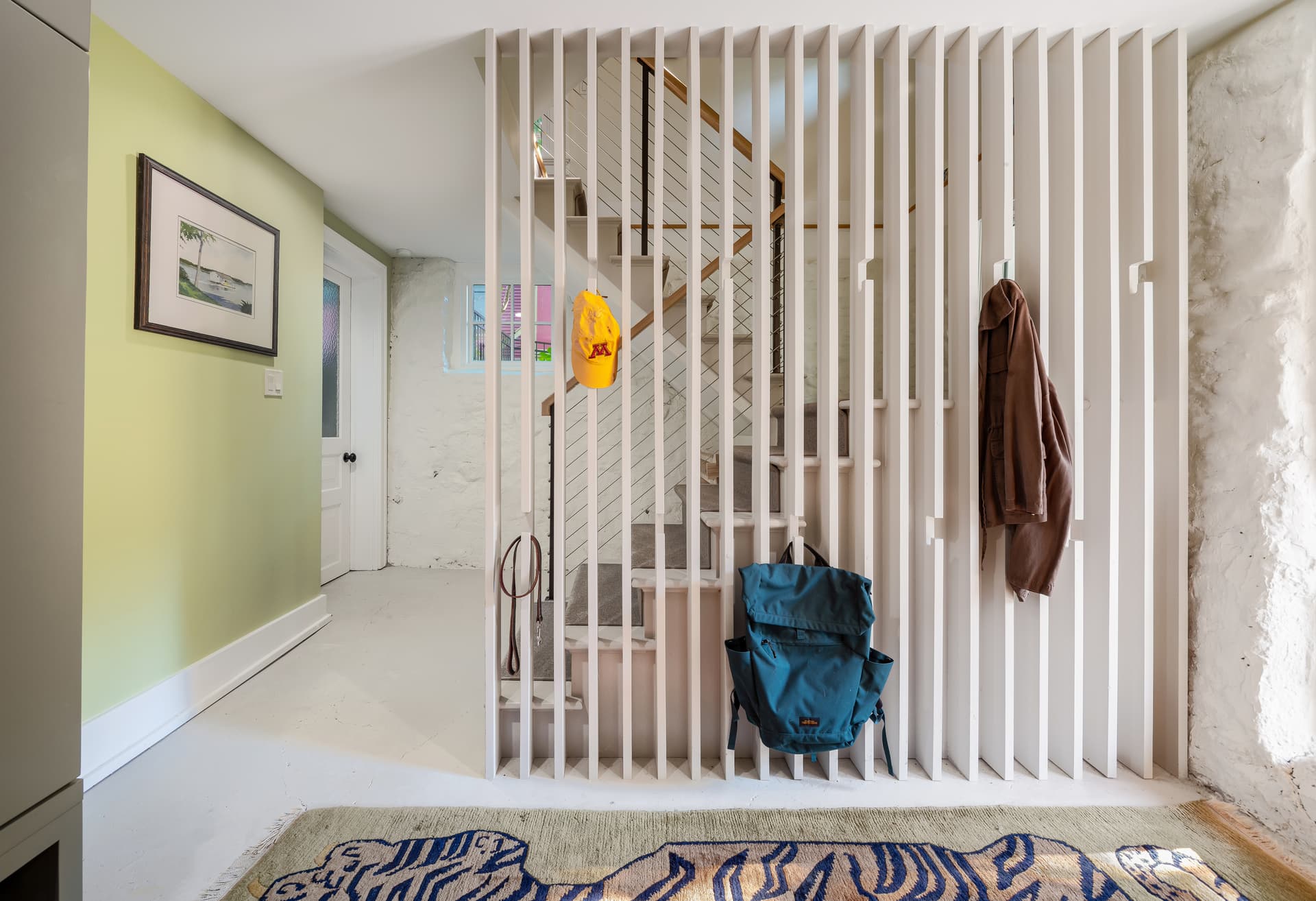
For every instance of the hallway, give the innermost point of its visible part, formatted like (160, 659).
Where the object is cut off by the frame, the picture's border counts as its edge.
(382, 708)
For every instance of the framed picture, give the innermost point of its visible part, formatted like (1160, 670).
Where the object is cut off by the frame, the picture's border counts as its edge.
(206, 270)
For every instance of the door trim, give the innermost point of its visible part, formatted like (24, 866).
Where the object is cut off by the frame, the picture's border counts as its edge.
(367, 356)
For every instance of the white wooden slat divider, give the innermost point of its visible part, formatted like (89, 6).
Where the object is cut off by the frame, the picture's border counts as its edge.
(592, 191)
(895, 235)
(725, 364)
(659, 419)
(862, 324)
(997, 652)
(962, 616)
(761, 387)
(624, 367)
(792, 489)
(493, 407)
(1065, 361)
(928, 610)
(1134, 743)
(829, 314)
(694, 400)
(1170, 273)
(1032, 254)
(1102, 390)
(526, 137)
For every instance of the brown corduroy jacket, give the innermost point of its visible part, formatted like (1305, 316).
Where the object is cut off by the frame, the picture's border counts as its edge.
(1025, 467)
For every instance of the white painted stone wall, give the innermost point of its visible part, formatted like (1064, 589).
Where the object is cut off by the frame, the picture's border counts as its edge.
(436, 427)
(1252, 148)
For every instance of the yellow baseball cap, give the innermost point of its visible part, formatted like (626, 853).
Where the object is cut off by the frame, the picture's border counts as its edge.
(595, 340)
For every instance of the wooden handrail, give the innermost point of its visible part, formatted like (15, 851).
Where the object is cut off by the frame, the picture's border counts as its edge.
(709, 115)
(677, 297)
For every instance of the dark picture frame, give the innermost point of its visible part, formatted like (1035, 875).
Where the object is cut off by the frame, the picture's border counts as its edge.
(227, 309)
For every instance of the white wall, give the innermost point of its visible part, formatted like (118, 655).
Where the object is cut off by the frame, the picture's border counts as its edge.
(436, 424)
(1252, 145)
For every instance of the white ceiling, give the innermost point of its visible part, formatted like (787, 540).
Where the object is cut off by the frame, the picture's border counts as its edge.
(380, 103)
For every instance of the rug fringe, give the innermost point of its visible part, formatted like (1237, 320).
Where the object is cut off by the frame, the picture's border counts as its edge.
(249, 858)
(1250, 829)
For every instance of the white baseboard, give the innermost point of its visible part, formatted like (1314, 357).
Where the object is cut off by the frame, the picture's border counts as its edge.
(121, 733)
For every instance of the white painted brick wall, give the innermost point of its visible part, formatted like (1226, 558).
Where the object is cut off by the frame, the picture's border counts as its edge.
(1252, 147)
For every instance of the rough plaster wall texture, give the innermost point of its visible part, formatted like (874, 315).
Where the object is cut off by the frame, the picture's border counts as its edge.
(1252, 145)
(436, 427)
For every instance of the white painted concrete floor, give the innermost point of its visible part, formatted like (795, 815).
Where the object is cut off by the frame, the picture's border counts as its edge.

•••

■ **Problem to work on**
Print exactly the lines from the one with "For every instance of the white wall, give" through the end of the data, inclusive.

■ **Answer**
For every instance of the white wall, give the innermost point of its visible part, formatted like (118, 655).
Where the object is cut off by the frame, the picture's border counts as its edge.
(436, 424)
(1252, 145)
For every instance of the white ceiling, give the innermost point of its visible part, formatted like (787, 540).
Where the object is cut off by the frame, the picture's border counts as its edge.
(380, 103)
For every instance of the rug fringe, give the innermost point of its visible part, formatted like (1237, 320).
Where the object is cut off by the frame, the picture's border counts as its edge.
(249, 858)
(1250, 829)
For every instance of the white baseboard, give the innermost point of its visible part, formatted like (1314, 357).
Where the object is cut off by the frame, the picture's border counts as its edge.
(121, 733)
For every instance of the white painted brick wall, give the innermost point of its visible part, formatted like (1226, 558).
Where the object is cut off by the frame, the picture's border counts as its edge.
(1252, 147)
For every instance of the rough plaster wall texture, give the innermost point of its visible part, formatted like (874, 315).
Where the object is cut off by the frame, the picture's border counts as its edge.
(1252, 145)
(436, 427)
For every instance of the white painted concrete floor, give the innermost point of its visible part, formatted like (795, 815).
Where the object is cut off by the frame, the picture's border counts as its edge.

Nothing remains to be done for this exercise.